> [RINGKASAN TUGAS]: Tuliskan lanjutan berita tentang konferensi internasional administrasi publik di UGM yang tercantum di bawah, dimulai setelah kalimat terakhirnya.

> [KUTIPAN DOKUMEN]:
# # # # # # #
Yogyakarta, 5 November 2024—Konferensi internasional administrasi publik dan birokrasi terbesar digelar di Universitas Gadjah Mada (UGM) pada Selasa (5/11). Ajang ini merupakan gabungan antara Asian Association of Public Administration (AAPA), Eastern Regional Organization for Public Administration (EROPA), the Asian Group of Public Administration (AGPA) and the Indonesian Association for Public Administration (IAPA) bersama Kementerian Pendayagunaan Aparatur Negara dan Reformasi Birokrasi Republik Indonesia dan National Institute of Public Administration (NIPA).
Dihadiri oleh lebih dari 600 pakar, lembaga pemerintah, dan akademisi, konferensi bertajuk “Towards World Class Bureaucracy” membawa diskusi mengenai pengembangan administrasi publik, termasuk persoalan birokrasi dan kebijakan dalam menghadapi tantangan global. Wakil Rektor Bidang Pendidikan dan Pengajaran, Prof. Dr. Wening Udasmoro, S.S., M.Hum., DEA. Menyambut baik terselenggaranya konferensi gabungan pertama kali di UGM.
“Kami merasa terhormat gelaran konferensi ini bisa diadakan di UGM. Kita perlu menciptakan resiliensi dan birokrasi guna menghadapi tantangan dunia.,” ucap Wening. Ia melanjutkan, kolaborasi antar sektor dan lintas negara sangat diperlukan untuk mendiskusikan strategi menghadapi tantangan global. Dalam hal ini, UGM sebagai perguruan tinggi memiliki agenda prioritas, yakni transformasi digital, inovasi sektor publik, dan menciptakan ekosistem SDGs.
Presiden AAPA dan IAPA, Agus Pramusinto menekankan, konferensi diharapkan mampu menghasilkan komitmen global dalam mengembangkan sistem birokrasi yang mengedepankan kepentingan masyarakat. “Kita berharap konferensi ini bisa memperkuat diskusi administrasi publik dan berjejaring, meningkatkan kebijakan, dan memperkuat jejaring dalam riset dan pembelajaran di Asia, Afrika, dan Eropa,” tutur Agus.
# # # # # # #
> [ENTRI TERSEDIA]:

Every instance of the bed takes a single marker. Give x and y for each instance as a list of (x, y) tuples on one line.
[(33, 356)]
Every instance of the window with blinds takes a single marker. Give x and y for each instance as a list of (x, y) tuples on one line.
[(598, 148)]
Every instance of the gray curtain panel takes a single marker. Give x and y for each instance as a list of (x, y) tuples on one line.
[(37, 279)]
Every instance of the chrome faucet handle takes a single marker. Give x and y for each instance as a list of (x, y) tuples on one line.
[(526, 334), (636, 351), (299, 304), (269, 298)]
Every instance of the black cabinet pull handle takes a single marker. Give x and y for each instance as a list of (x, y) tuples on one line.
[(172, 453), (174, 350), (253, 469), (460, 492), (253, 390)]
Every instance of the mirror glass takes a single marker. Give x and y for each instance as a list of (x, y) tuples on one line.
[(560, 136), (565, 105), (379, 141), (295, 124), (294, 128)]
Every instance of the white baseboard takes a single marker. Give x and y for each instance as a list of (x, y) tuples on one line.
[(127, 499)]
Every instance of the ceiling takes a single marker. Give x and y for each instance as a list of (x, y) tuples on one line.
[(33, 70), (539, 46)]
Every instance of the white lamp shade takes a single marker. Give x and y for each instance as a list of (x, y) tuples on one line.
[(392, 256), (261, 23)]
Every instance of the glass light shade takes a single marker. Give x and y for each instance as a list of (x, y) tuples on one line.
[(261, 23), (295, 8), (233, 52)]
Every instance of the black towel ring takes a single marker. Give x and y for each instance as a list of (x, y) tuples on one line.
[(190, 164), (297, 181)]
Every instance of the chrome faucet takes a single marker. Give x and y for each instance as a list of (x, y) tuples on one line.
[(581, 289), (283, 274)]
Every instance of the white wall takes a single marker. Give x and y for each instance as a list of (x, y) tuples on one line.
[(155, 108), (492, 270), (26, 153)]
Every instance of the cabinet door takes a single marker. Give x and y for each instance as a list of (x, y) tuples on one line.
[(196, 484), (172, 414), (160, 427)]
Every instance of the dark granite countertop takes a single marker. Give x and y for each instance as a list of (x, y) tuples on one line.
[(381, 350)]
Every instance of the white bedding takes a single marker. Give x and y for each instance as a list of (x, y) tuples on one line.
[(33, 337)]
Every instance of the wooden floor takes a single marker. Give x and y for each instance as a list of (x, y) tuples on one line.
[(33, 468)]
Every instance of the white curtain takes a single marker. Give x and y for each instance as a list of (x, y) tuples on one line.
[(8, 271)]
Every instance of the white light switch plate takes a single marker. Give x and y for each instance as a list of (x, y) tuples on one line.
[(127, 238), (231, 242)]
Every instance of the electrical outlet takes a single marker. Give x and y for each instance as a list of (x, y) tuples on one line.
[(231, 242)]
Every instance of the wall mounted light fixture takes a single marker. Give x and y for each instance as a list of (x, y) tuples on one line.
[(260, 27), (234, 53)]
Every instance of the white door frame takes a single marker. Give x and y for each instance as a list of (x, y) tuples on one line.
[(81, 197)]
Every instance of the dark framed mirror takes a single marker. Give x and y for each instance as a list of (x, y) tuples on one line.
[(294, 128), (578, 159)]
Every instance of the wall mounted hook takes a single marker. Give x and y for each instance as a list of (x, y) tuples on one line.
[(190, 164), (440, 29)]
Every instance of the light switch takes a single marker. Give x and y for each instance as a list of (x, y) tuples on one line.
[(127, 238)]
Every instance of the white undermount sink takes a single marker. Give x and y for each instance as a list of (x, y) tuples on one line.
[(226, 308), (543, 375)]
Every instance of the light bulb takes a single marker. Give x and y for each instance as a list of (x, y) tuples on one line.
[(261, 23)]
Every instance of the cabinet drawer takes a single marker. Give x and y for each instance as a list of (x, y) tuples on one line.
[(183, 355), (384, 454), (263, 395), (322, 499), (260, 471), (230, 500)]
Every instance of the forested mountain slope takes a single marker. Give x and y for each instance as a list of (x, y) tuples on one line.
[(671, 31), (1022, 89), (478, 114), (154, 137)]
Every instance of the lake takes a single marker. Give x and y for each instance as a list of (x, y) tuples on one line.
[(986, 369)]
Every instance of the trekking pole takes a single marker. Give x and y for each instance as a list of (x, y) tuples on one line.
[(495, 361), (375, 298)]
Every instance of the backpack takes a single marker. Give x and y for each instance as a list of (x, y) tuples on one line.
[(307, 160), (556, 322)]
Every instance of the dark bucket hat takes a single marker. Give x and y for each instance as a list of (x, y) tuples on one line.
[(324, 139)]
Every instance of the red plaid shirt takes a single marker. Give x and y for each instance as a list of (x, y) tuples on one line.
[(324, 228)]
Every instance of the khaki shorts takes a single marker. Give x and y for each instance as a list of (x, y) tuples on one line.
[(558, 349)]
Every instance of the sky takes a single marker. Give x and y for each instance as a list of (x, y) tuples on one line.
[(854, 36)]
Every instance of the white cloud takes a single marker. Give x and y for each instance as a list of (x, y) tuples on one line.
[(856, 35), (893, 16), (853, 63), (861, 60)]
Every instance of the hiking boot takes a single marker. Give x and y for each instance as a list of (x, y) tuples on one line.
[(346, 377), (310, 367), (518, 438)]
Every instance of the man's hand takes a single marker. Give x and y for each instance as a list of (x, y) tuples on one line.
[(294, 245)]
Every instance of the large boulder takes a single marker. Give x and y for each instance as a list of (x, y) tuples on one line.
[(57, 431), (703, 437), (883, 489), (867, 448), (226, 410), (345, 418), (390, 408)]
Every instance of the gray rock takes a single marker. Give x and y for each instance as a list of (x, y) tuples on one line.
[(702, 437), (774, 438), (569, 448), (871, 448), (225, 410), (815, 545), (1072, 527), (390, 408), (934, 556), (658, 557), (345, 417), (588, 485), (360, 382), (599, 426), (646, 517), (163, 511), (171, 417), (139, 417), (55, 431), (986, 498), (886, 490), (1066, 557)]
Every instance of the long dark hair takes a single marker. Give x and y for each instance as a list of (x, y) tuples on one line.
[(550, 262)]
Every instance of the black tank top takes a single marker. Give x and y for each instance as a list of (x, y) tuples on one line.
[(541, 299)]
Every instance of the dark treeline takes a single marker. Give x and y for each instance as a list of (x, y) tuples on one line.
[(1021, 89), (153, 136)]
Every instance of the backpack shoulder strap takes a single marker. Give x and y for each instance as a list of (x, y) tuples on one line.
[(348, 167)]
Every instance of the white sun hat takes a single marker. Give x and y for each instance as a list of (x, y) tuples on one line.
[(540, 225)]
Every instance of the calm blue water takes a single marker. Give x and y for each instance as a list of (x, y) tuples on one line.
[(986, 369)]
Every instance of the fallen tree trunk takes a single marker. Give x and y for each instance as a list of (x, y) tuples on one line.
# # # # # # #
> [JAWABAN TUGAS]:
Sejalan dengan itu, Plt. Sekretaris Kementerian Pendayagunaan Aparatur Negara dan Reformasi Birokrasi Republik Indonesia (PANRB) Erwan Agus Purwanto menjelaskan sejumlah tantangan yang harus dihadapi oleh pemerintahan baru. “Presiden kita, Pak Prabowo secara khusus menginginkan adanya reformasi birokrasi. Nantinya, pemerintah diharapkan dapat menciptakan sistem yang responsif, efektif, dan berbasis kepentingan masyarakat,” ujarnya.
Menurut Erwan, dunia global telah memasuki era Society 5.0 yang menimbulkan fenomena Volatility, Uncertainty, Complexity, dan Ambiguity (VUCA). Menghadapi tantangan tersebut bukanlah perkara mudah, karena di sisi lain pemerintah harus mempertahankan kondisi ekonomi nasional yang bertumbuh setiap tahunnya. Perkembangan teknologi tidak lagi digunakan sebatas alat informasi saja, melainkan juga untuk memberikan solusi bagi masalah sosial.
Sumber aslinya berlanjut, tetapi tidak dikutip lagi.